TASK DIRECTIONS: Determine how many lines in the rows below contain the string "curtain", with case significant, and state only that number.

THE DATA:
>>>
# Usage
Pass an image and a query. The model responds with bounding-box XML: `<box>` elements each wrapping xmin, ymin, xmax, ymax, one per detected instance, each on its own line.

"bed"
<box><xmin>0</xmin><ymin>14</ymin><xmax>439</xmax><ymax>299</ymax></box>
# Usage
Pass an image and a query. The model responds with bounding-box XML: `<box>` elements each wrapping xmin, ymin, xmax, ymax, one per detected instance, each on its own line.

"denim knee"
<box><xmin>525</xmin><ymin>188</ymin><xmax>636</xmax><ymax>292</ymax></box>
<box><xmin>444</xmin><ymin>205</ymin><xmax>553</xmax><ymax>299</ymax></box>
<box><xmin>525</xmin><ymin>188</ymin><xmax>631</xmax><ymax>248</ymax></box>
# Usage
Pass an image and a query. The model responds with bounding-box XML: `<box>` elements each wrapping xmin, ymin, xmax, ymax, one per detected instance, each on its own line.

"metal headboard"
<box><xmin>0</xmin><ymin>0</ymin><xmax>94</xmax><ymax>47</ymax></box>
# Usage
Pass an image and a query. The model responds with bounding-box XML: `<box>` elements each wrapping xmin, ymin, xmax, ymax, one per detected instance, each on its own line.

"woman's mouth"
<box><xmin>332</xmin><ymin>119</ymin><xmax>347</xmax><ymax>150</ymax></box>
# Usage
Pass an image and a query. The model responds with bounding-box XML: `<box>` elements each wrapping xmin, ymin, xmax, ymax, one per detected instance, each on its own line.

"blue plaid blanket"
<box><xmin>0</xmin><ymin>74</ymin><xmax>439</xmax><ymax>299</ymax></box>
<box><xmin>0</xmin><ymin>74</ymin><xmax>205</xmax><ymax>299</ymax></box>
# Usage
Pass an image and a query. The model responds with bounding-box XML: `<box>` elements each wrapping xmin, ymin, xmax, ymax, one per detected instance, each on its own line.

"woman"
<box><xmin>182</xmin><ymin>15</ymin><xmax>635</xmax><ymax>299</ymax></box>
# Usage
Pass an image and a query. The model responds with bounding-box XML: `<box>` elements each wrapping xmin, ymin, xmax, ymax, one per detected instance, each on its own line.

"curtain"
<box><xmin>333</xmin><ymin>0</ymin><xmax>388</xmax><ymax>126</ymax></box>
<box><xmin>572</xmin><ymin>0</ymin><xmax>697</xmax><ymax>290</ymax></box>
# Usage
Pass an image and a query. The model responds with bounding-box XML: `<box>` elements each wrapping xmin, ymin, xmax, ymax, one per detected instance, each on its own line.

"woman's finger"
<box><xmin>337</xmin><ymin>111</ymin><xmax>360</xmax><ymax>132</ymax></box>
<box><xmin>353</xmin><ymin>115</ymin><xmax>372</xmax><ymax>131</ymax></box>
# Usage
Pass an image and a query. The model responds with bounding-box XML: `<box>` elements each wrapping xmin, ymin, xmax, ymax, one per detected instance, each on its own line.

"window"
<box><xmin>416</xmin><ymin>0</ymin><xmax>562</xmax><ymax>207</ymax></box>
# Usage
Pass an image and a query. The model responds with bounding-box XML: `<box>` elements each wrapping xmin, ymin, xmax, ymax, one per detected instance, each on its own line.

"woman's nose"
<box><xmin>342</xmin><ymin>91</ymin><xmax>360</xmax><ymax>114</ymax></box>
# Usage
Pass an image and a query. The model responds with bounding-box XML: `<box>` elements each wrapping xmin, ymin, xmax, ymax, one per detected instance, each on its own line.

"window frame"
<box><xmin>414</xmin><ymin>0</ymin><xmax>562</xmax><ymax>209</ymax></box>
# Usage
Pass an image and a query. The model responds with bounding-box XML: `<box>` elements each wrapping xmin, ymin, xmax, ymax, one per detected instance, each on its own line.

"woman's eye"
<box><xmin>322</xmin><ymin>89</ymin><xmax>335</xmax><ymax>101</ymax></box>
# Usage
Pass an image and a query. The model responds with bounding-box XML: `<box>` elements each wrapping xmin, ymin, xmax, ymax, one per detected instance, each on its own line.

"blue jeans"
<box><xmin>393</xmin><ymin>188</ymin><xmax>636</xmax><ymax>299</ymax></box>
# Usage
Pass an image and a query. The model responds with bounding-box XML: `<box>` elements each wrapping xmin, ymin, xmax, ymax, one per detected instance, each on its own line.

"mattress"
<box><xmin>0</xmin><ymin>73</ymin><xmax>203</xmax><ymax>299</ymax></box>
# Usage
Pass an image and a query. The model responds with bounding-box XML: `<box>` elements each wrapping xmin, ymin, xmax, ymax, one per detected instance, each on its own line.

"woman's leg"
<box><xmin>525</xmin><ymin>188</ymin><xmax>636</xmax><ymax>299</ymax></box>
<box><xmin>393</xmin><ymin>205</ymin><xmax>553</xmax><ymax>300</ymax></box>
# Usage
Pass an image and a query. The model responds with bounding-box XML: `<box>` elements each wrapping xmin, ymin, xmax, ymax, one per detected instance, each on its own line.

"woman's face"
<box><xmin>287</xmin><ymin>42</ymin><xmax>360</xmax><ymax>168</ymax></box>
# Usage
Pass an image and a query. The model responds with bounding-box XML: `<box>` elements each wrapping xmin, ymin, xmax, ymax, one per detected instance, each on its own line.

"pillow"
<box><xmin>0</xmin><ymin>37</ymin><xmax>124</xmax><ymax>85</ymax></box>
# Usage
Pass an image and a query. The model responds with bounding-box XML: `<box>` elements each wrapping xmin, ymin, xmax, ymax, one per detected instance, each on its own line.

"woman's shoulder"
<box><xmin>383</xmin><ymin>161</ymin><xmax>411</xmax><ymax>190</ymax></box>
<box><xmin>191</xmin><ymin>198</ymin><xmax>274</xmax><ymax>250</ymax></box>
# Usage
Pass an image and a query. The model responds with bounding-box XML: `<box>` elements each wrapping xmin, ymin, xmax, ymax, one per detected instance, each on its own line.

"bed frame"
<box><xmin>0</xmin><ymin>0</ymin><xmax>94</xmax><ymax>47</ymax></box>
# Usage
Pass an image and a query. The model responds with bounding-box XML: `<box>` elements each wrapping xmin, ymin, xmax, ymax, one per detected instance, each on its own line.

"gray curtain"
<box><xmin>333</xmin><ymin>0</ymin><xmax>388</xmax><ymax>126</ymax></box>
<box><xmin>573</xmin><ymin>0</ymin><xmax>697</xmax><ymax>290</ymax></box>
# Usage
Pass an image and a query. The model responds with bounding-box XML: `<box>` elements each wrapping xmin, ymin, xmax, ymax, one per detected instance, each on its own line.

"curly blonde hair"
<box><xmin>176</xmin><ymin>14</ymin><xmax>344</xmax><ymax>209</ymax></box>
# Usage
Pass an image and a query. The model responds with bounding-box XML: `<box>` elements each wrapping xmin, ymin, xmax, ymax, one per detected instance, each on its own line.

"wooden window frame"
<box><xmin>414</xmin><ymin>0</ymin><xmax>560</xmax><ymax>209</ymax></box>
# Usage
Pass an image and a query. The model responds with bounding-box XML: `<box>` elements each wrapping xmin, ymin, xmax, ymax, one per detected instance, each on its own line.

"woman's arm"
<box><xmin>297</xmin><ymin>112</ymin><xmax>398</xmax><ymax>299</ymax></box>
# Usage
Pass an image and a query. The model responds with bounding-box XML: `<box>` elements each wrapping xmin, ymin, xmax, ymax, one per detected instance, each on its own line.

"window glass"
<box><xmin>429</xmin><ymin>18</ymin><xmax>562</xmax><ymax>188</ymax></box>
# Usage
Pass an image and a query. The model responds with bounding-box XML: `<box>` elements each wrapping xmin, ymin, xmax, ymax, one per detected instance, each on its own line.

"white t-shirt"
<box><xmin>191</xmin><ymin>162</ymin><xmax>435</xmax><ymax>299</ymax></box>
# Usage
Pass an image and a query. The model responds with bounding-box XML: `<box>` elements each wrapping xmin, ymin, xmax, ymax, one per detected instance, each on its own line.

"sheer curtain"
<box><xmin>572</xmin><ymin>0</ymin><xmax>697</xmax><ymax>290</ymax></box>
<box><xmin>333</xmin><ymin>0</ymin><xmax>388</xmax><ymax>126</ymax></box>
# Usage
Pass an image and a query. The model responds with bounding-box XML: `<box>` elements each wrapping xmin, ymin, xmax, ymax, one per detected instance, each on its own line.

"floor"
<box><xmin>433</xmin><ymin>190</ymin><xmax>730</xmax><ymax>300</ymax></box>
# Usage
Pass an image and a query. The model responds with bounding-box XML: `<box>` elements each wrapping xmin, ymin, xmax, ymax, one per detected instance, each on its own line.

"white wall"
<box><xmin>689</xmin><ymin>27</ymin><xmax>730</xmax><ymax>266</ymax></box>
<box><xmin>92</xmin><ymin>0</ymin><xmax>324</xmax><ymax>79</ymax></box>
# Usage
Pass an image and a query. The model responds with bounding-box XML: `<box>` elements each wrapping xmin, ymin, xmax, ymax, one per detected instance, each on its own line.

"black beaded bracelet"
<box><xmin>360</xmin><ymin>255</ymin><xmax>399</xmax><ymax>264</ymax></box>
<<<
WRITTEN ANSWER: 3